» Exercise: In the data below, find the line containing "of the lettering"; reproduce that line and all subsequent lines exactly, and nothing else.

» Point localization data:
• • • • • • •

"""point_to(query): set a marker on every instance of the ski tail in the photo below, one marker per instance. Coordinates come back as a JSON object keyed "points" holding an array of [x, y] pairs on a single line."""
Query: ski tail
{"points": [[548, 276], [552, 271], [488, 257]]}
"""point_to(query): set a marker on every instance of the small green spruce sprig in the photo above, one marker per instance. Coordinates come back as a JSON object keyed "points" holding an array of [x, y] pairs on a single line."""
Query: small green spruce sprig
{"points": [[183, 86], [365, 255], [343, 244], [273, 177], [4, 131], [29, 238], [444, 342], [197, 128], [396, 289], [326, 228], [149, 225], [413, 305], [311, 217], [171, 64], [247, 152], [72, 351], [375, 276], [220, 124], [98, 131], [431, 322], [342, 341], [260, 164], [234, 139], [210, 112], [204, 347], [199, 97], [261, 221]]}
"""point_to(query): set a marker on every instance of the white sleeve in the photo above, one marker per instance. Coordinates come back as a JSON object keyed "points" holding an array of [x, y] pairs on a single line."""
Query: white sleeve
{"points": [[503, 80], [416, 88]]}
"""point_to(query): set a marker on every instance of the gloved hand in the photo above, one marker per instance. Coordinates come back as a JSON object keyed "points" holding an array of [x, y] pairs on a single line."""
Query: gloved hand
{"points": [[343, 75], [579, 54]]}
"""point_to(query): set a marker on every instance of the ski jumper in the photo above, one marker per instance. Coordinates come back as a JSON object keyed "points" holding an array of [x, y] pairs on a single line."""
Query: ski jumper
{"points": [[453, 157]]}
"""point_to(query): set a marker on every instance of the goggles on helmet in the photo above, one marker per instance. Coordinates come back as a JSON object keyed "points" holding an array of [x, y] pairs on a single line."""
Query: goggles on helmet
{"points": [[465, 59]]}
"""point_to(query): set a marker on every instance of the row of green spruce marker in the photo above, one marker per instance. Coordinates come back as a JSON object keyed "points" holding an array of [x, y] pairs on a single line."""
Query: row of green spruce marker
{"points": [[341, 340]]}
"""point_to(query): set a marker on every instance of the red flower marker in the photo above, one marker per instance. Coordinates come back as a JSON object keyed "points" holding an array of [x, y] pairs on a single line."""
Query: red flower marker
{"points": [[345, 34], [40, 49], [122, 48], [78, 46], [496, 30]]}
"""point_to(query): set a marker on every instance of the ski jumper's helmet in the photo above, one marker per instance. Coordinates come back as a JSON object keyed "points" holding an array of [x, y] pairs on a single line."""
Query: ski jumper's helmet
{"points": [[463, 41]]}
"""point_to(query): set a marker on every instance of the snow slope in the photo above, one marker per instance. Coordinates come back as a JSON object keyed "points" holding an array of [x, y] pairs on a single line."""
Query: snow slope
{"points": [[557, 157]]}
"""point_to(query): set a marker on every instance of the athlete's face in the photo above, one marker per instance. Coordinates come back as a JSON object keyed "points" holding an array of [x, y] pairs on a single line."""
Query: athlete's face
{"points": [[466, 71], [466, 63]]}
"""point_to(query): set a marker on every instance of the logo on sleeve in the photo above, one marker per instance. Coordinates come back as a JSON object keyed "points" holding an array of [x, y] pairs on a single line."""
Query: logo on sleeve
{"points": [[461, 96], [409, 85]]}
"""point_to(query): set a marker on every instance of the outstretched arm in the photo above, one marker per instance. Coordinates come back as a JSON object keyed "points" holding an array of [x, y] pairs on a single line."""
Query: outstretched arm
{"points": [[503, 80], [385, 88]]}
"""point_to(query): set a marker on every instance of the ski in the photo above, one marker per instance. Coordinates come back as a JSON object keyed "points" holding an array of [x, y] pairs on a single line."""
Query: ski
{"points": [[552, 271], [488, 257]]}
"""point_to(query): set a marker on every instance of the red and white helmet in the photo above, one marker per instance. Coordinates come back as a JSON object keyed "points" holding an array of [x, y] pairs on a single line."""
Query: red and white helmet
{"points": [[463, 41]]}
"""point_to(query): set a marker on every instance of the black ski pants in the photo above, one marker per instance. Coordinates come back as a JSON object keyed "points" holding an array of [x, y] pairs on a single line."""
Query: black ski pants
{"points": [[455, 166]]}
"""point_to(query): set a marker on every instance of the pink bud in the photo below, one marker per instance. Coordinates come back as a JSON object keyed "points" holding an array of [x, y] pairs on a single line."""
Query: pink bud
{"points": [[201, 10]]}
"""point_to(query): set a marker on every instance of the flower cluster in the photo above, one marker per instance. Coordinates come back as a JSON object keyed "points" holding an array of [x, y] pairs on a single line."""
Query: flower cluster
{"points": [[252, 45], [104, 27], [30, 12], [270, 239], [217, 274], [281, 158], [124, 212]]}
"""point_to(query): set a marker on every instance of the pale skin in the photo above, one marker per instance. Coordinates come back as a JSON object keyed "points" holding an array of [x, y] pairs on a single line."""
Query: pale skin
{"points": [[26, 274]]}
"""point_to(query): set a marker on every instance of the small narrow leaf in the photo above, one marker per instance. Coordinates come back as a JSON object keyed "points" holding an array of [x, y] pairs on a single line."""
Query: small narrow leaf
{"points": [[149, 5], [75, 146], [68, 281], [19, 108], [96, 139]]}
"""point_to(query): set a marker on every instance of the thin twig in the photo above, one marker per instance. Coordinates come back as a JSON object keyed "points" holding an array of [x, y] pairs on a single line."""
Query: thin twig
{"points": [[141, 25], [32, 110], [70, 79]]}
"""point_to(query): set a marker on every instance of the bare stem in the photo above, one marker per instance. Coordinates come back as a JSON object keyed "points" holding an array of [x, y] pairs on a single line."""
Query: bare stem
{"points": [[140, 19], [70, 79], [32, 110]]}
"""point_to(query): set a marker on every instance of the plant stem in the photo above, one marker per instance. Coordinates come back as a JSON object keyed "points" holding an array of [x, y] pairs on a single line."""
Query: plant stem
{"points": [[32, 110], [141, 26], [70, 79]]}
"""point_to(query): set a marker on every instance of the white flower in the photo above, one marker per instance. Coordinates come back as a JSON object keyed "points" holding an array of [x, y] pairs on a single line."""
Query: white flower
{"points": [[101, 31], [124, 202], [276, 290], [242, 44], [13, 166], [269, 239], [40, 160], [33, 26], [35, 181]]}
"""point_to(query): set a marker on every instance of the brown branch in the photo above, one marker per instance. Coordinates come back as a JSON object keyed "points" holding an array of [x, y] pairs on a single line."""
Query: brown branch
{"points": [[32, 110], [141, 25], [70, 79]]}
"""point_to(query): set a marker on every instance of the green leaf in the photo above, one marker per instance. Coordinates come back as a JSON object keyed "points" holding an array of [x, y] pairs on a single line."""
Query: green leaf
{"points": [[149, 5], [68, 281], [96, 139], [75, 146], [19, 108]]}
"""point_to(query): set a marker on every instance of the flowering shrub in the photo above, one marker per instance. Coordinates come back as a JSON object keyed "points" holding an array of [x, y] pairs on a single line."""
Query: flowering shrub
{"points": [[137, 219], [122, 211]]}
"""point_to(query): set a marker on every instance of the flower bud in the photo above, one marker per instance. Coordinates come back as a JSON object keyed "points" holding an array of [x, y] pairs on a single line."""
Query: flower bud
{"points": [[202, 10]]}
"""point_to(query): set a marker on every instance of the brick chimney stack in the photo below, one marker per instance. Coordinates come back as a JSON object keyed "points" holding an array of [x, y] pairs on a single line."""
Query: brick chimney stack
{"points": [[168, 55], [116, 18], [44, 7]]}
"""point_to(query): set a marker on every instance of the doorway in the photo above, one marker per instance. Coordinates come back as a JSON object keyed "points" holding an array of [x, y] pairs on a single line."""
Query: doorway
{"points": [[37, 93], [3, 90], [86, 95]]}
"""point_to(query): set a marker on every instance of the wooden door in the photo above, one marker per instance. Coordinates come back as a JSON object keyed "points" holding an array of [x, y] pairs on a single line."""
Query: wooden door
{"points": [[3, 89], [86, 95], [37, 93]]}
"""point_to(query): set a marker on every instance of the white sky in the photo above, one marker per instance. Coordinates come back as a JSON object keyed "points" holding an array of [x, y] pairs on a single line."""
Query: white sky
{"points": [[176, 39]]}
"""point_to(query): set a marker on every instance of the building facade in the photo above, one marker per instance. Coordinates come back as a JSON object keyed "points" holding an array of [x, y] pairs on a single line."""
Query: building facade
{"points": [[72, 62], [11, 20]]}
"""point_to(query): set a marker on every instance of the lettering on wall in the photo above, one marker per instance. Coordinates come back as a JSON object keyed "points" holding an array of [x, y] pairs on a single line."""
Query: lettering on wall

• • • • • • •

» Finished task:
"""point_to(query): set a marker on every instance of the lettering on wall in the photo above, one marker per instance. Coordinates come back as a JSON object keyed "points" holding an array of [x, y] pairs on a single line."""
Query: lettering on wall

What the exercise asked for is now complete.